§ EXTRACT TO READ
Abstract
The invention described herein shows a high surface area anode. The high surface area anode contains a flat surface on one side and a ribbed surface on the opposite side. On the ribbed surface there is a first edge-lip on its first-end and a second edge-lip on its second-end. Both the first edge-lip and the second edge-lip run parallel to each other. The high surface area anode further contains a plurality of ribs and groves between the first edge-lip and the second edge-lip also running parallel to each other. The high surface area anode is manufactured using a continuous casting method that includes the following steps; dissolving the anode metal into the holding furnace shaping the anode metal using a high surface area graphite mold; solidifying the anode metal using a liquid while extruding the anode metal through the high surface area mold; solidifying the anode metal by using a secondary cooling source; and extracting the now solidified and shaped high surface anode metal.
Claims
1. A high surface area anode comprising, a. At least one flat surface and at least one ribbed surface on its short end; i. the ribbed surface further comprising at least one edge lip on the long end.
2. The high surface area anode, wherein a. the ribbed surface further comprises a plurality of ribs and groves.
3. The high surface area anode, wherein a. the at least one edge lip is larger in height and width than one of the ribs.
4. The high surface area anode, wherein a. the at least one edge lip contains more material by volume than one of the ribs.
5. The high surface area anode, wherein a. the plurality of ribs and groves define the width of the high surface area anode.
6. A high surface area anode comprising, a. a flat surface on one side and a ribbed surface on its opposite side; i. the ribbed surface further comprising a first edge lip on its first end and a second edge lip on its second end opposite and parallel from each other.
7. The high surface area anode, wherein a. the ribbed surface further comprises a plurality of ribs and groves.
8. The high surface area anode, wherein a. the first edge lip and second edge lip are larger in height and with than one of the ribs.
9. The high surface area anode, wherein a. the first edge lip and second edge lip contain more material by volume than one of the ribs.
10. The high surface area anode, wherein a. the first edge lip and second edge lip contain more material by volume than the plurality of ribs.
11. The high surface area anode, wherein a. the plurality of ribs and groves define the width of the high surface area anode.

§ DATASET CONTENT
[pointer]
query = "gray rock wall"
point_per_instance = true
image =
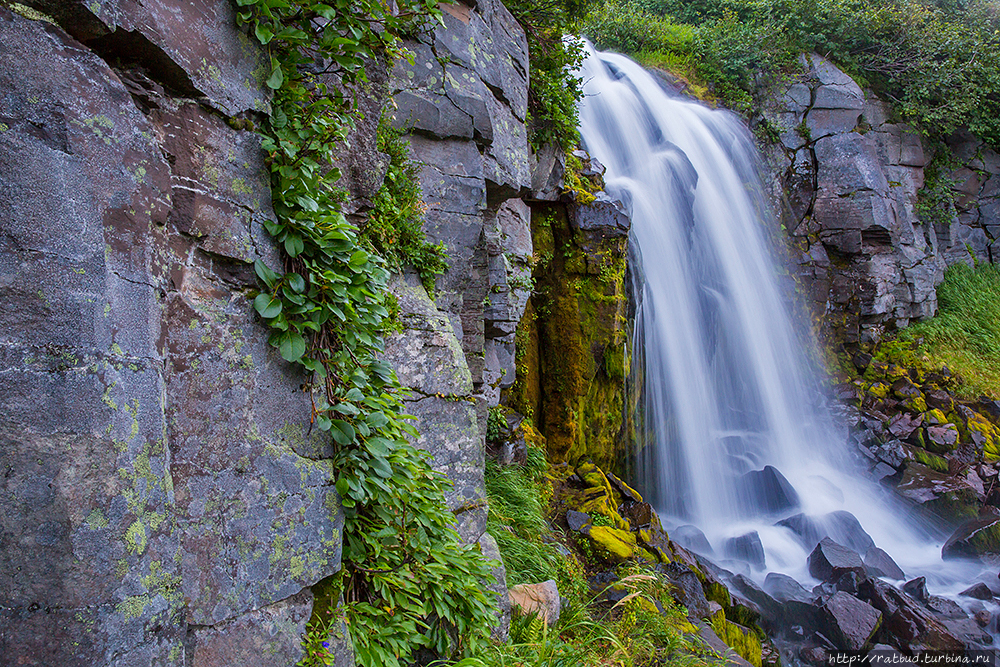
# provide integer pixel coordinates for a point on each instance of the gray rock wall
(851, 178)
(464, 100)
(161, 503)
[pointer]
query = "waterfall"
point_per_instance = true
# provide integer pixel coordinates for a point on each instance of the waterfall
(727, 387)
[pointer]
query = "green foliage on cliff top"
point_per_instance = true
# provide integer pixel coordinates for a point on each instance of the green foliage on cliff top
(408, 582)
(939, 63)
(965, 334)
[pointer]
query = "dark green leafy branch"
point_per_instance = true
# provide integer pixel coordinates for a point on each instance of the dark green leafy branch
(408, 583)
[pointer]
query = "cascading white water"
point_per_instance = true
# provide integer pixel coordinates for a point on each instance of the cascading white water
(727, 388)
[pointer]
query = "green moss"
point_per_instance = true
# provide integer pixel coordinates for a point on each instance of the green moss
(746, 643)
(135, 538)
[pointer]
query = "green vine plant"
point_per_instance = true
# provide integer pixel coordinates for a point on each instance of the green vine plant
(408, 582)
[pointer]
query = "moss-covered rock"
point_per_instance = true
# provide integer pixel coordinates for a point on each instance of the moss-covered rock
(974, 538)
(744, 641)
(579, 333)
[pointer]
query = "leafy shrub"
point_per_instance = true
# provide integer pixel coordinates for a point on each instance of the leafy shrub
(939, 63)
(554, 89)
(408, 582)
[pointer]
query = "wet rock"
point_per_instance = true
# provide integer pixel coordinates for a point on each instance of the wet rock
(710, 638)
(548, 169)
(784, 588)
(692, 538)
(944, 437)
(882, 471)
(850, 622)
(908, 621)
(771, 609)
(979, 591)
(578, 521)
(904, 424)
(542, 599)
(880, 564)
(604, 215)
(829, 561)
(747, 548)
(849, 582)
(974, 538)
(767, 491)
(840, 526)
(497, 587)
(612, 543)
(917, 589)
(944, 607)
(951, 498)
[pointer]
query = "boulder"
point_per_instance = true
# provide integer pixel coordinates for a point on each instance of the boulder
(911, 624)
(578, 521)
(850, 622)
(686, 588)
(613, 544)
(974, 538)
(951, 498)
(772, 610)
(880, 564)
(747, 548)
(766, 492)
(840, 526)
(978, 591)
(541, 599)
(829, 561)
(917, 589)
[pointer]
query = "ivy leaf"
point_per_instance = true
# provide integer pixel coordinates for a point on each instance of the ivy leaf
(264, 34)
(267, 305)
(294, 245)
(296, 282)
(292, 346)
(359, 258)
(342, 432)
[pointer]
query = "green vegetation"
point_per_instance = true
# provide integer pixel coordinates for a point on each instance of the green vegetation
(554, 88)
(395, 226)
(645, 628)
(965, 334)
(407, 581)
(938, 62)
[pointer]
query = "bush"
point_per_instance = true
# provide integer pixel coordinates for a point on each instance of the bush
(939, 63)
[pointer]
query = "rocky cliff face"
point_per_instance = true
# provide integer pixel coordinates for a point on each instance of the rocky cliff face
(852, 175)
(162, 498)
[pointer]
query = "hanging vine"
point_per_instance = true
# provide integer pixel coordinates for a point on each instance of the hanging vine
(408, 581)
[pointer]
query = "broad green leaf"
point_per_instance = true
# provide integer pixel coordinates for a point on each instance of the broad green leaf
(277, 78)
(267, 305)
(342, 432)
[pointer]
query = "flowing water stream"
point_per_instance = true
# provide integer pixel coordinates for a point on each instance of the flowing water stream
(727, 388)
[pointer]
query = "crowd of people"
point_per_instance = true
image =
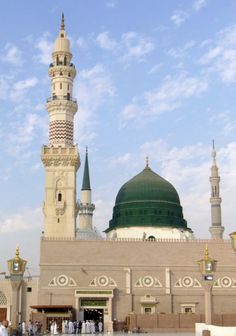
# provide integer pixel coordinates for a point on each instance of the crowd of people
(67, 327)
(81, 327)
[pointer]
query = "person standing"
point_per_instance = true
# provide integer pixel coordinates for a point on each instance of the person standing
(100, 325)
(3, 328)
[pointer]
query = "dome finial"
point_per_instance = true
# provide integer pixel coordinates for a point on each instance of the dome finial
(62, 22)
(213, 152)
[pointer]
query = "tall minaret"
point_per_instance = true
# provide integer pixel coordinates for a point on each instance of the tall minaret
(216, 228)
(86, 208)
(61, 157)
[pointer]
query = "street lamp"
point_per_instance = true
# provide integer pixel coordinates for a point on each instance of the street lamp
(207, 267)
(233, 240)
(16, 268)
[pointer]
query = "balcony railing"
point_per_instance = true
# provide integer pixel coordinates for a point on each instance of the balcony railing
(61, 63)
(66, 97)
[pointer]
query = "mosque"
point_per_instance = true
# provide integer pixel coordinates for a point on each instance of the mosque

==

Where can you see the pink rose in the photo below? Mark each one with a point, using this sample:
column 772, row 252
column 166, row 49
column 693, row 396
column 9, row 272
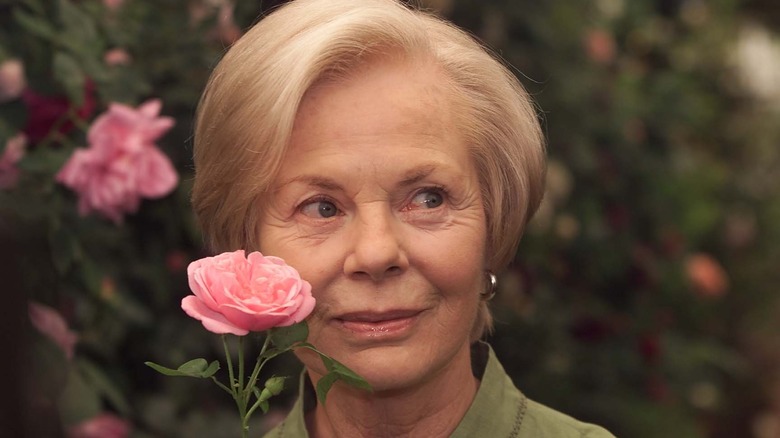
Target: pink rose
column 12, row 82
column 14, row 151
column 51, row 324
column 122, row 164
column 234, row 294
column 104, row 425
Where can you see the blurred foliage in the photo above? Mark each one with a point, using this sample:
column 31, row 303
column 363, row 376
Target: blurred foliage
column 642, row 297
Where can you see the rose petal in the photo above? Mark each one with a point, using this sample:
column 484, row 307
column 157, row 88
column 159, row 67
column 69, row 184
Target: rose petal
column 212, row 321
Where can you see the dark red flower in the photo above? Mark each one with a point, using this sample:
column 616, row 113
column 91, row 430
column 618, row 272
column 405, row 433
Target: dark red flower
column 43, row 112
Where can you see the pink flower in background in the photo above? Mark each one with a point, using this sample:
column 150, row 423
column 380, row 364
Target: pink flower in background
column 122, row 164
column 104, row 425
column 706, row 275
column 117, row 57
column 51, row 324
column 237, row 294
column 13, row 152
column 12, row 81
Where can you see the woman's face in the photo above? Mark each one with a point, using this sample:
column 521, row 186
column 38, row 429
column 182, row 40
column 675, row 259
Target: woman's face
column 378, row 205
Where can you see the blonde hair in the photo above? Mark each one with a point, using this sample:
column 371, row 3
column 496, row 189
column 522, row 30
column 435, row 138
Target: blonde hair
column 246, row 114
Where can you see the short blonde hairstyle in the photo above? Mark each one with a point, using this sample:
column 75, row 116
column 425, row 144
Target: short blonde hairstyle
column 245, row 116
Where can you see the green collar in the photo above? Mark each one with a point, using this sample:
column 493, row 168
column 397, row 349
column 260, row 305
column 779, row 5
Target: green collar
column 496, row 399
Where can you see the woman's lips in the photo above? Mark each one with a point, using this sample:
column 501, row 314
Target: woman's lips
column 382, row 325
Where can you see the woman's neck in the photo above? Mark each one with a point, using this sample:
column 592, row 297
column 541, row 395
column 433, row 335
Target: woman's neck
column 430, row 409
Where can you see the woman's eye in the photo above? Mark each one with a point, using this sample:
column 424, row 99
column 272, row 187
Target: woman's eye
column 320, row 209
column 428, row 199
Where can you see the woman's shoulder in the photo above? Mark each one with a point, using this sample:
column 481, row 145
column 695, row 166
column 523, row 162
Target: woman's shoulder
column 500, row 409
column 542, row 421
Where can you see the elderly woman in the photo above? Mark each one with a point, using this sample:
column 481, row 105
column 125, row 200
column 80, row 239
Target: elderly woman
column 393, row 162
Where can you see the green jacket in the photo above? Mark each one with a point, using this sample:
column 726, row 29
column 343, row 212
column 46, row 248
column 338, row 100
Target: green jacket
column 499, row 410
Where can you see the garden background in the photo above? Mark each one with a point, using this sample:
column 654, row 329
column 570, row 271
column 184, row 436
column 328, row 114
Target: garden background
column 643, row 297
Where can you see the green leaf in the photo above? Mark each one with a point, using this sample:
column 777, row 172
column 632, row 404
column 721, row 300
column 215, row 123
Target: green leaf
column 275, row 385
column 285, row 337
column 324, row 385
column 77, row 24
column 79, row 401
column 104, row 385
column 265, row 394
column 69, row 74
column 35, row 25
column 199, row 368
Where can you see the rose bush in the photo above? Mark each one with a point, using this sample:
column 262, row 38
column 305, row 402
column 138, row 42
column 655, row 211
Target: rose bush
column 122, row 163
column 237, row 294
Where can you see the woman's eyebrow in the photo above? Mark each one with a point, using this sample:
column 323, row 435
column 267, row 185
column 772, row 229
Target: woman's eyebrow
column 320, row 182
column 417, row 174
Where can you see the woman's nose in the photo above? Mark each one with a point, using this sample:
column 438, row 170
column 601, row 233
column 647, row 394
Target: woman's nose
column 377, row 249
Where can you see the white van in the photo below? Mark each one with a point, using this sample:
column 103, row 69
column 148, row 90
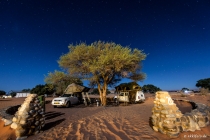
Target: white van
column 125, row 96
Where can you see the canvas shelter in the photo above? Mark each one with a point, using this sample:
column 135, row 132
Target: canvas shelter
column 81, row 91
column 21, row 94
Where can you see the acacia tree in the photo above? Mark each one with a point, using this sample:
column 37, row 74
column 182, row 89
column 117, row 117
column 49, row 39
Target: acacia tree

--

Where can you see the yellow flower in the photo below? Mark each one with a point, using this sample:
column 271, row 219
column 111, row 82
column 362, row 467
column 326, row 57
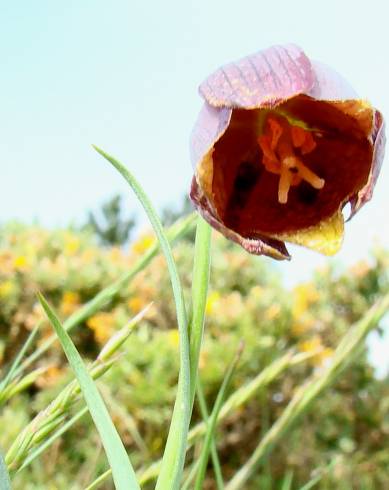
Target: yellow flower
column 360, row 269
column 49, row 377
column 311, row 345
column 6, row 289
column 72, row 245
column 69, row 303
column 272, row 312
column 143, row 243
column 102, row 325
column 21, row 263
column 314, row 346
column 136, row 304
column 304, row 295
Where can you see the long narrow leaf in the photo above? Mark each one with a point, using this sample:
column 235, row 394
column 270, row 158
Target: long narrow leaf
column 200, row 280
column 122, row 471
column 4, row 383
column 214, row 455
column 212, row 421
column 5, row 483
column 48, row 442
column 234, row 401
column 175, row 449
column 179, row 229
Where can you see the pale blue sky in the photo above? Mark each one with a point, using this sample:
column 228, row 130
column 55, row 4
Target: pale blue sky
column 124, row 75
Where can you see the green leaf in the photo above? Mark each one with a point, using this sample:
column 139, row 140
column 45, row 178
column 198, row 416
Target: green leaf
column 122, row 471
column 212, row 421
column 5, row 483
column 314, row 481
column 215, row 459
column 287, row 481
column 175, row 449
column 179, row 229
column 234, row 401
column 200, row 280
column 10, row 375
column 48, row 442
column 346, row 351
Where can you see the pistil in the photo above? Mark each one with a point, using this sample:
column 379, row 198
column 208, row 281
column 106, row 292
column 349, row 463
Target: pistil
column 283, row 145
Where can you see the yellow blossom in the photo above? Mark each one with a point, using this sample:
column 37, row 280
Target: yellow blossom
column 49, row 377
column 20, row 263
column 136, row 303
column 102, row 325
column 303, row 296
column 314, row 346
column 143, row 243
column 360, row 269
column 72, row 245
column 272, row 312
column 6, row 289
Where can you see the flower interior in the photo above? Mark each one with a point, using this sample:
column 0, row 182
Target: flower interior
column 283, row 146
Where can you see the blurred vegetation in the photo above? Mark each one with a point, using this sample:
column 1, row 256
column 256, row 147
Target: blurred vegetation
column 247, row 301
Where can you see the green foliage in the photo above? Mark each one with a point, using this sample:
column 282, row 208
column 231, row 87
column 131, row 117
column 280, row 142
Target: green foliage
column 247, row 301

§ EXERCISE AIM
Carry on the patent text about the high surface area anode, picking up after its final claim.

§ ANSWER BELOW
12. A method of manufacturing a high surface area anode comprising the steps of, a. dissolving the anode metal into the holding furnace; b. shaping the anode metal using a high surface area graphite mold; c. solidifying the anode metal using a liquid while extruding the anode metal through the high surface area mold; d. solidifying the anode metal by using a secondary cooling source, and e. extracting the now solidified and shaped high surface anode metal, f. wherein the shape of the high surface area anode further comprises a flat surface on one side and a ribbed surface on its opposite side; i. the ribbed surface further comprising a first edge lip on its first end and a second edge lip on its second end opposite and parallel from each other.
Description
BRIEF DESCRIPTION OF THE DRAWINGS
[0018] FIG. 1 is a tridimensional orthogonal cross-sectional diagram showing the high surface area anode.
[0019] FIG. 2 is a photograph of the sword anode found in the prior art.
[0020] FIG. 3 is a tridimensional orthogonal cross-sectional diagram showing the circuit density of the sword anode, previously shown in FIG. 2, found in the prior art.
[0021] FIG. 4 is diagram that shows a test coupon depicting the uniformity of the coating (in mils) using a sword as the anode previously shown in FIG. 2.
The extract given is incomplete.